- Cosa serve: Nel brano sulla Sesta sinfonia di Mahler, che cosa descrive il terzo tempo secondo il racconto di Alma?

- Brano da leggere:
__________________________________________________

A complicare le cose dovevano aggiungersi le rivelazioni di Alma Mahler in base alle quali la Sesta potrebbe essere interpretata come una vera e propria Sinfonia a programma, non lontana dal carattere degli ultimi Poemi sinfonici di Strauss, la Sinfonìa Domestica e la Alpensinfonie. Alma insiste sul significato profetico e maleaugurante dell'ispirazione del lavoro, da Mahler stesso qualificato come Sinfonia Tragica, in questo senso associabile ai vicini Kindertotenlieder; un messaggio luttuoso sorprendente se riferito al periodo di composizione, forse il più sereno di tutta la vita del musicista. Vale la pena di rileggere il passo incriminato che tanto ha fatto discutere gli studiosi mahleriani e trarre spunti di condanna per la partitura. Scrive Alma: «Quell'estate fu bella, felice, senza conflitti. Alla fine delle vacanze Mahler mi suonò la Sesta sinfonia, ormai completa. Dovevo rendermi libera da tutti i lavori di casa, aver molto tempo a disposizione per lui. Salivamo di nuovo a braccetto nella sua casupola nel bosco, dove eravamo sicuri di non essere disturbati, in mezzo agli alberi. Tutto ciò si svolgeva sempre con grande solennità. Dopo aver abbozzato il primo tempo, Mahler era sceso dal bosco e aveva detto: "Ho tentato di fissare il tuo carattere in un tema - non so se mi è riuscito. Ma devi lasciarmi fare". È il grande tema pieno di slancio del primo tempo della Sesta Sinfonia. Nel terzo tempo descrive i giochi senza ritmo delle bambine che corrono traballando nella rena. E spaventoso: le voci infantili diventano sempre piti tragiche, e alla fine non resta che una vocina lamentosa che va spegnendosi. Nell'ultimo tempo descrive se stesso e la sua fine o, come ha detto pili tardi, quella del suo eroe. "L'eroe che viene colpito tre volte dal destino, il terzo colpo lo abbatte, come un albero". Queste sono parole di Mahler. Nessun'opera gli è sgorgata tanto direttamente dal cuore come questa. Piangevamo quella volta, tutti e due, tanto profondamente ci toccava questa musica e quel che annunciava con i suoi presentimenti. La Sesta è un'opera di carattere strettamente personale e per di piti profetico. Tanto con i Kindertotenlieder che con la Sesta Mahler ha messo in musica 'anticipando' la sua vita. Anch'egli fu colpito tre volte dal destino e il terzo colpo lo abbatté. Ma quell'estate era allegro, cosciente della grandezza della sua opera e i suoi virgulti erano verdi e fiorenti».

__________________________________________________

- Dati forniti:

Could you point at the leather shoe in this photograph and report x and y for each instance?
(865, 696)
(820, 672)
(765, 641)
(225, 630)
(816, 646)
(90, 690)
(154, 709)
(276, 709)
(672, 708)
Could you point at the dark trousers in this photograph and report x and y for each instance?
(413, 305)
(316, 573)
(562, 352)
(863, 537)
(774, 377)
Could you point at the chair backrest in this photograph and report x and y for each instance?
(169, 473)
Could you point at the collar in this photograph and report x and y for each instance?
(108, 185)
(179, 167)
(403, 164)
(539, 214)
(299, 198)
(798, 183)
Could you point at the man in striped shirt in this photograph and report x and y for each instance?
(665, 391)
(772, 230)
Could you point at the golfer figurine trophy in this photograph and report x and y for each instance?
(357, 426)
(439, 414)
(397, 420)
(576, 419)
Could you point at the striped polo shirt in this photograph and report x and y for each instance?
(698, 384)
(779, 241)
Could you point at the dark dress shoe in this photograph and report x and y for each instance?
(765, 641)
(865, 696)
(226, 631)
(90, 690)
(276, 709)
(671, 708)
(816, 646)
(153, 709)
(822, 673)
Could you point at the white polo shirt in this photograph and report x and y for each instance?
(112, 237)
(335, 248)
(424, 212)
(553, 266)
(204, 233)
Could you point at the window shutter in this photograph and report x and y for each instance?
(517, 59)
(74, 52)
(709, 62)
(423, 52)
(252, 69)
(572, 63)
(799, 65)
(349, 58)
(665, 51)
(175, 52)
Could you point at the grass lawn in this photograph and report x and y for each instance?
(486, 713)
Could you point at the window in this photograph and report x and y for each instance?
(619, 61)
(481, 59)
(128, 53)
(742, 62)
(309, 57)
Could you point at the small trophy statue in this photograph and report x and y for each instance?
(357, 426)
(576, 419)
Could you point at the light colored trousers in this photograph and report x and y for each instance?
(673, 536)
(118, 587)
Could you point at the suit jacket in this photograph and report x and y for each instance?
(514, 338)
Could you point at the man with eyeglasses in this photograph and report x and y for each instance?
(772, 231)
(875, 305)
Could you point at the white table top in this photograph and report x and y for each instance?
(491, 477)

__________________________________________________

- Soluzione esercizio: I giochi senza ritmo delle bambine che corrono traballando nella rena.